Pendekatan ini sejalan dengan tren global pengelolaan sumber daya air yang berkelanjutan dan berbasis ekosistem, serta pentingnya peran masyarakat dalam konservasi.
Kesimpulan
Kualitas air Danau Toba di Kecamatan Pangururan tergolong tercemar ringan, terutama pada parameter nitrat, nitrit, dan amoniak yang melebihi baku mutu. Parameter suhu, pH, BOD5, DO, dan COD masih dalam kondisi baik. Keberadaan fitoplankton Oocystis sp. dan Anabaena sp. menunjukkan kondisi perairan yang mulai mengalami tekanan nutrien dan potensi eutrofikasi.
Penelitian ini menjadi dasar penting untuk pengelolaan kualitas air Danau Toba yang lebih baik, dengan fokus pada pengendalian limbah budidaya dan domestik serta pelibatan masyarakat dalam konservasi.
Sumber:
Silaban, W., & Silalahi, M. V. (2021). Analisis Kualitas Air di Perairan Danau Toba Kecamatan Pangururan, Kabupaten Samosir. Jurnal Sains dan Teknologi, 10(2), 299-307.

_ _ _ _ _

TUJUAN LATIHAN. Kutip kata demi kata bagian teks tentang kualitas air Danau Toba di atas, mulai dari "Pendekatan ini sejalan" dan berakhir pada "pelibatan masyarakat dalam konservasi.".

CUPLIKAN DATA.

_ _ _ _ _

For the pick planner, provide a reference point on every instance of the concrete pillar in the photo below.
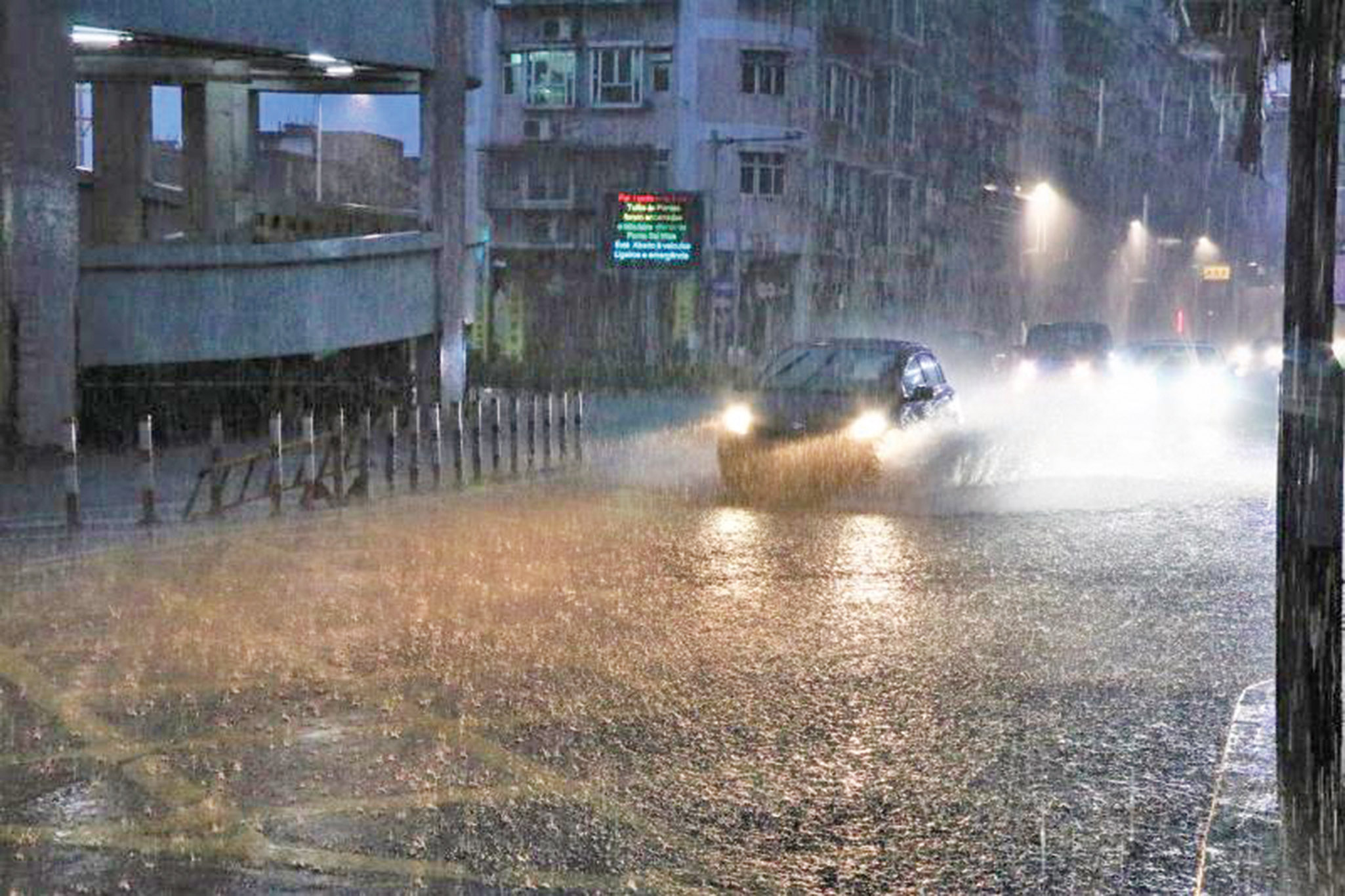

_ _ _ _ _

HASIL TUGAS.
Pendekatan ini sejalan dengan tren global pengelolaan sumber daya air yang berkelanjutan dan berbasis ekosistem, serta pentingnya peran masyarakat dalam konservasi.
Kesimpulan
Kualitas air Danau Toba di Kecamatan Pangururan tergolong tercemar ringan, terutama pada parameter nitrat, nitrit, dan amoniak yang melebihi baku mutu. Parameter suhu, pH, BOD5, DO, dan COD masih dalam kondisi baik. Keberadaan fitoplankton Oocystis sp. dan Anabaena sp. menunjukkan kondisi perairan yang mulai mengalami tekanan nutrien dan potensi eutrofikasi.
Penelitian ini menjadi dasar penting untuk pengelolaan kualitas air Danau Toba yang lebih baik, dengan fokus pada pengendalian limbah budidaya dan domestik serta pelibatan masyarakat dalam konservasi.